[Image point grounding data]
:::::

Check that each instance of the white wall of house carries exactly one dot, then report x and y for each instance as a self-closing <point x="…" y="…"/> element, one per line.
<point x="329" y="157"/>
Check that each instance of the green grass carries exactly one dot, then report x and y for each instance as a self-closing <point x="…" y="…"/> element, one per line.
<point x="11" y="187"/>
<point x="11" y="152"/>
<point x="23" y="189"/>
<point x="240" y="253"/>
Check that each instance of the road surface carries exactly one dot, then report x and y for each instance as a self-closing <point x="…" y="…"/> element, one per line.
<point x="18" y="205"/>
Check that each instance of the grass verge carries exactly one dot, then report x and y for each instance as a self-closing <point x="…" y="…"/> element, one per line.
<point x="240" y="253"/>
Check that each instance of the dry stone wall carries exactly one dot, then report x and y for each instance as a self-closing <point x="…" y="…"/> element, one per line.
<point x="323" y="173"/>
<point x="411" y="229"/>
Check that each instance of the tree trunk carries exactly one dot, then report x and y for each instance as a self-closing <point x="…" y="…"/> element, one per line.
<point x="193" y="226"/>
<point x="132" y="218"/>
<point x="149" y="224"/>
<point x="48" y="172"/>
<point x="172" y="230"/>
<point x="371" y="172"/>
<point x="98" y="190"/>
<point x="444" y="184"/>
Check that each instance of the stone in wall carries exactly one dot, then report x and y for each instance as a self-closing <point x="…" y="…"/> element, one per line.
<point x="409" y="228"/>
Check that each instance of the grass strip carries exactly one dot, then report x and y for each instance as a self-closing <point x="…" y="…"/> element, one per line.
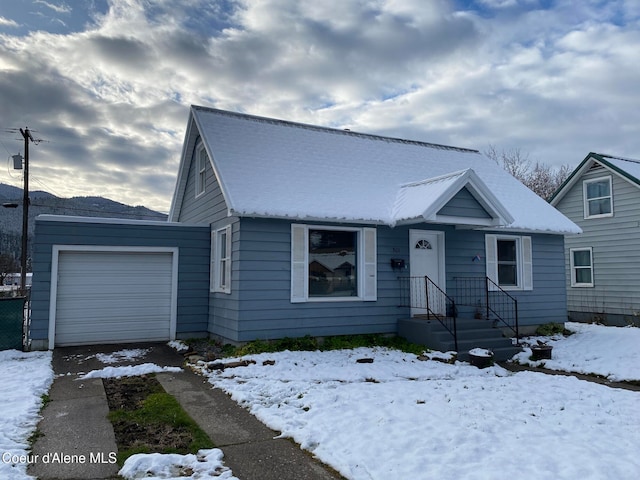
<point x="149" y="420"/>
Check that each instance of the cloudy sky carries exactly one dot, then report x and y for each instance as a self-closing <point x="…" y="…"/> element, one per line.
<point x="107" y="83"/>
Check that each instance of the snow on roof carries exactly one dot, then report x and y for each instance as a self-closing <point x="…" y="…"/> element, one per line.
<point x="280" y="169"/>
<point x="625" y="165"/>
<point x="425" y="198"/>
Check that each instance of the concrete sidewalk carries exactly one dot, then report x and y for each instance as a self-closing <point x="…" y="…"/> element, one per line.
<point x="77" y="440"/>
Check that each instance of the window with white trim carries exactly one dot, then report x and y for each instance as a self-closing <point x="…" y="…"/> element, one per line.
<point x="581" y="267"/>
<point x="598" y="197"/>
<point x="221" y="260"/>
<point x="201" y="169"/>
<point x="509" y="261"/>
<point x="333" y="263"/>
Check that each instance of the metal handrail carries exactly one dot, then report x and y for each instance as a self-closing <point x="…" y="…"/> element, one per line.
<point x="423" y="293"/>
<point x="494" y="287"/>
<point x="446" y="319"/>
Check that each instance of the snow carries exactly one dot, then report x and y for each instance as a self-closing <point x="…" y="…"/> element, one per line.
<point x="205" y="464"/>
<point x="24" y="378"/>
<point x="128" y="371"/>
<point x="611" y="352"/>
<point x="403" y="416"/>
<point x="253" y="155"/>
<point x="400" y="417"/>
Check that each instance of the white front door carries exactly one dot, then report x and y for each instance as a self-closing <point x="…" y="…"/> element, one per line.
<point x="426" y="259"/>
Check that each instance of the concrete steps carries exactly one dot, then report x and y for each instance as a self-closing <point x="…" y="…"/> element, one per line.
<point x="472" y="333"/>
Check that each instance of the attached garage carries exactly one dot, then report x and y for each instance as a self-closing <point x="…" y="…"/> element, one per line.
<point x="112" y="294"/>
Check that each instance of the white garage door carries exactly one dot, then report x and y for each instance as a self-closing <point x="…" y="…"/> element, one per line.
<point x="113" y="296"/>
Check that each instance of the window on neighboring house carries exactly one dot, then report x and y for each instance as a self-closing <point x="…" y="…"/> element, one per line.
<point x="201" y="165"/>
<point x="509" y="261"/>
<point x="221" y="260"/>
<point x="581" y="267"/>
<point x="598" y="199"/>
<point x="332" y="263"/>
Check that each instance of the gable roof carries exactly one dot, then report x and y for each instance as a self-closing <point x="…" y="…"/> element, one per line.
<point x="423" y="200"/>
<point x="279" y="169"/>
<point x="624" y="167"/>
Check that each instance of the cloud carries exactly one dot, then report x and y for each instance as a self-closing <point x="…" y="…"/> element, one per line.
<point x="58" y="8"/>
<point x="112" y="97"/>
<point x="5" y="22"/>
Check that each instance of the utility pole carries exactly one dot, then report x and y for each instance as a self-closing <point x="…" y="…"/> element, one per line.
<point x="26" y="134"/>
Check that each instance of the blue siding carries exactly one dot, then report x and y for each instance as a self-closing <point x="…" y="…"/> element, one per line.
<point x="260" y="306"/>
<point x="193" y="269"/>
<point x="463" y="204"/>
<point x="208" y="207"/>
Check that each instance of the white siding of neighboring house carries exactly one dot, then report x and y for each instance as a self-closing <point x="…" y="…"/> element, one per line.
<point x="616" y="252"/>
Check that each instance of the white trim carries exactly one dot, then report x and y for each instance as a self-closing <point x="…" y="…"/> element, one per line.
<point x="200" y="185"/>
<point x="53" y="292"/>
<point x="442" y="274"/>
<point x="574" y="282"/>
<point x="216" y="285"/>
<point x="300" y="259"/>
<point x="113" y="221"/>
<point x="585" y="200"/>
<point x="524" y="261"/>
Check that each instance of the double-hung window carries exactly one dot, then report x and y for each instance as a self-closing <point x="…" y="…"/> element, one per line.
<point x="221" y="260"/>
<point x="598" y="198"/>
<point x="581" y="267"/>
<point x="333" y="263"/>
<point x="201" y="169"/>
<point x="509" y="261"/>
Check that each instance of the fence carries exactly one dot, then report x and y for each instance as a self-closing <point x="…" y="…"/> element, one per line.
<point x="12" y="315"/>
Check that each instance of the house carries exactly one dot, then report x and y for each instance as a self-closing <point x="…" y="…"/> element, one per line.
<point x="320" y="231"/>
<point x="283" y="198"/>
<point x="603" y="279"/>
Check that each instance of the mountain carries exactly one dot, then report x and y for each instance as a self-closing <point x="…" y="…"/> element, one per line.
<point x="46" y="203"/>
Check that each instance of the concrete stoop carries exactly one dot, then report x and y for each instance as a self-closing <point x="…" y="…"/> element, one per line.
<point x="472" y="333"/>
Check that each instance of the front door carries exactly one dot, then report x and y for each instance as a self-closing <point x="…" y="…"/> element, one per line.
<point x="426" y="259"/>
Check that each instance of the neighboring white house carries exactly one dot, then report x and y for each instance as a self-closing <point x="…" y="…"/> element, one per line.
<point x="602" y="196"/>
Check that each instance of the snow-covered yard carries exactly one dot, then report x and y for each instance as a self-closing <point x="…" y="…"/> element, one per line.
<point x="24" y="378"/>
<point x="405" y="418"/>
<point x="400" y="417"/>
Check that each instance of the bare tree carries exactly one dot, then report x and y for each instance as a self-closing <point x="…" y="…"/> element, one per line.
<point x="543" y="179"/>
<point x="8" y="265"/>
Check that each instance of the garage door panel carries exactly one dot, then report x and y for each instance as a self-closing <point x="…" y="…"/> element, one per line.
<point x="109" y="297"/>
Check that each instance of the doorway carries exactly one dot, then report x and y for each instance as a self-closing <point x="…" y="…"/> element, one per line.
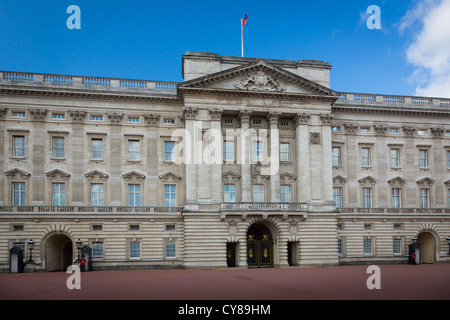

:::::

=== PROBLEM DESCRIPTION ===
Leave out the pictures and return the rest of the records exactly.

=== RESPONSE FOR THIS EXERCISE ===
Check that each instance of the white wall of house carries exactly one dot, then report x and y for each instance as a self-closing <point x="…" y="…"/> element, one per line.
<point x="329" y="157"/>
Check that each instance of the green grass carries exactly one dot, then report x and y for each instance as a self-closing <point x="…" y="…"/> element, one per line.
<point x="11" y="187"/>
<point x="11" y="152"/>
<point x="23" y="189"/>
<point x="240" y="253"/>
Check that each instance of the road surface carries exactly one dot, then report x and y for each instance as a self-closing <point x="…" y="…"/> element, one per line.
<point x="18" y="205"/>
Check that each instance of the grass verge carries exactly one dot, then report x and y for each instance as a self-closing <point x="…" y="…"/> element, one per line.
<point x="240" y="253"/>
Check that each instance of the dry stone wall carries exactly one dot, then report x and y for each instance as a self-closing <point x="…" y="…"/> element, one per line.
<point x="323" y="173"/>
<point x="411" y="229"/>
Check that each instance of the tree trunk carries exactly one dot, then report x and y for each instance as a self-closing <point x="…" y="…"/> element, one per line.
<point x="193" y="226"/>
<point x="132" y="218"/>
<point x="149" y="224"/>
<point x="48" y="172"/>
<point x="172" y="230"/>
<point x="371" y="172"/>
<point x="98" y="190"/>
<point x="444" y="184"/>
Check that each instance of the stone in wall carries exactly one dot, then report x and y for each instance as a self-closing <point x="…" y="…"/> element, one per line.
<point x="409" y="228"/>
Check that each instance of the grass strip carries exactly one dot, then report x and y for each instance as a self-closing <point x="…" y="…"/> element, one per line.
<point x="149" y="420"/>
Check that each instance of the cloudy sky carries exactly one dot, then report x and y for each instance as a self-closing <point x="…" y="…"/> element, one per line.
<point x="107" y="83"/>
Check that each instance of the snow on roof carries exactly one dot, then report x and y for each instance as a self-closing <point x="…" y="…"/> element, one per line.
<point x="280" y="169"/>
<point x="625" y="165"/>
<point x="425" y="198"/>
Check that each instance of the concrete sidewalk carries exactly one dot, then report x and y for each instance as a self-closing <point x="…" y="…"/> element, one per line.
<point x="77" y="440"/>
Check that each instance of the window with white trim carries exactly one dot, then report x and y for each instance as a self-closing <point x="…" y="…"/> element, one per line.
<point x="581" y="267"/>
<point x="598" y="197"/>
<point x="221" y="260"/>
<point x="201" y="169"/>
<point x="509" y="261"/>
<point x="333" y="263"/>
Check that each instance of the metal handrail carries exactly one dot, then report x and y for each instance as a self-closing <point x="…" y="…"/> element, one per line.
<point x="423" y="293"/>
<point x="494" y="287"/>
<point x="446" y="319"/>
Check that each instance of the snow carries exactly one dot, then report x and y for each instance as a self-closing <point x="…" y="…"/> element, one per line.
<point x="205" y="464"/>
<point x="24" y="378"/>
<point x="128" y="371"/>
<point x="611" y="352"/>
<point x="403" y="416"/>
<point x="253" y="155"/>
<point x="400" y="417"/>
Check that each instance of the white front door carries exactly one dot, then report x and y for each instance as a self-closing <point x="…" y="…"/> element, one per line.
<point x="426" y="259"/>
Check that each instance of the concrete steps carries exactly one dot, then report x and y for each instance as a self-closing <point x="…" y="…"/> element, one per line.
<point x="472" y="333"/>
Check that each instance of the attached garage carries exactly one dot, then report x and y for each instance as a self-closing <point x="…" y="…"/> element, one per line.
<point x="112" y="294"/>
Check that each instance of the white garage door carries exactly one dot, then report x and y for each instance as a self-closing <point x="…" y="…"/> element, one per line.
<point x="113" y="296"/>
Check that each instance of the window on neighboring house carries exactly one dot, then report x and y for each instance as a self-closing <point x="…" y="…"/> element, one per line.
<point x="201" y="165"/>
<point x="509" y="261"/>
<point x="221" y="260"/>
<point x="581" y="267"/>
<point x="598" y="199"/>
<point x="332" y="263"/>
Check that each instance of the gable roof carries exactly one dot, then report x and y for each instance as a self-closing <point x="…" y="…"/> element, one per line.
<point x="423" y="200"/>
<point x="279" y="169"/>
<point x="624" y="167"/>
Check that each instance of the cloud carries exactly one dot, then report x and y for each instance as a self-closing <point x="…" y="…"/> element, one per line.
<point x="58" y="8"/>
<point x="112" y="97"/>
<point x="5" y="22"/>
Check that each instance of the utility pole carries exactly one dot, then report x and y for each instance as a self-closing <point x="…" y="…"/> element, one per line.
<point x="26" y="134"/>
Check that each instance of the blue siding carries exactly one dot, then report x and y for each instance as a self-closing <point x="…" y="…"/> element, one per line.
<point x="260" y="306"/>
<point x="193" y="269"/>
<point x="463" y="204"/>
<point x="208" y="207"/>
Check that each instance of the white siding of neighboring house carries exactly one dot, then report x and y for each instance as a self-closing <point x="…" y="…"/> element, one per line.
<point x="616" y="252"/>
Check that each instance of the white trim carries exactly one dot, then report x and y for each instance as a self-closing <point x="…" y="…"/> element, one per line.
<point x="200" y="185"/>
<point x="53" y="292"/>
<point x="442" y="274"/>
<point x="574" y="282"/>
<point x="216" y="285"/>
<point x="300" y="259"/>
<point x="113" y="221"/>
<point x="585" y="200"/>
<point x="524" y="261"/>
Check that each instance of the double-hung window carries exactly one dot, then report x and y for each instance as a self-closing <point x="…" y="…"/> element, one per line.
<point x="221" y="260"/>
<point x="598" y="198"/>
<point x="581" y="267"/>
<point x="333" y="263"/>
<point x="201" y="169"/>
<point x="509" y="261"/>
Check that each instance of the fence carries exactly one dot, then report x and y for each instance as a self-closing <point x="…" y="…"/> element, one per line.
<point x="12" y="315"/>
Check that each instance of the house carries exactly one dot, then report x and y for each instance as a self-closing <point x="…" y="…"/> element, one per line.
<point x="320" y="231"/>
<point x="283" y="198"/>
<point x="603" y="279"/>
Check that each instance of the mountain carries exactly one dot, then report x and y for each instance as a self-closing <point x="…" y="…"/> element, one per line.
<point x="46" y="203"/>
Check that each instance of the concrete stoop carries exactly one dot, then report x and y for each instance as a self-closing <point x="…" y="…"/> element, one per line.
<point x="472" y="333"/>
Check that each instance of the front door carries exactly one dot, then report x and y for each instance as a self-closing <point x="…" y="…"/> element, one per line.
<point x="426" y="259"/>
Check that each instance of the neighboring white house carries exactly one dot, then report x and y for each instance as a self-closing <point x="…" y="…"/> element, one per line.
<point x="602" y="196"/>
Check that each instance of the snow-covered yard carries exactly one dot, then report x and y for each instance as a self-closing <point x="…" y="…"/> element, one per line.
<point x="24" y="378"/>
<point x="405" y="418"/>
<point x="400" y="417"/>
Check that each instance of the bare tree carries exactly one dot, then report x and y for each instance as a self-closing <point x="…" y="…"/> element, one per line.
<point x="543" y="179"/>
<point x="8" y="265"/>
Check that each instance of the garage door panel carries exactly one dot, then report x and y for each instance as a self-closing <point x="…" y="…"/> element, one per line.
<point x="109" y="297"/>
Check that each instance of the doorway carries exactly one dot, then report x and y for each instance as a self-closing <point x="…" y="…"/> element, one per line.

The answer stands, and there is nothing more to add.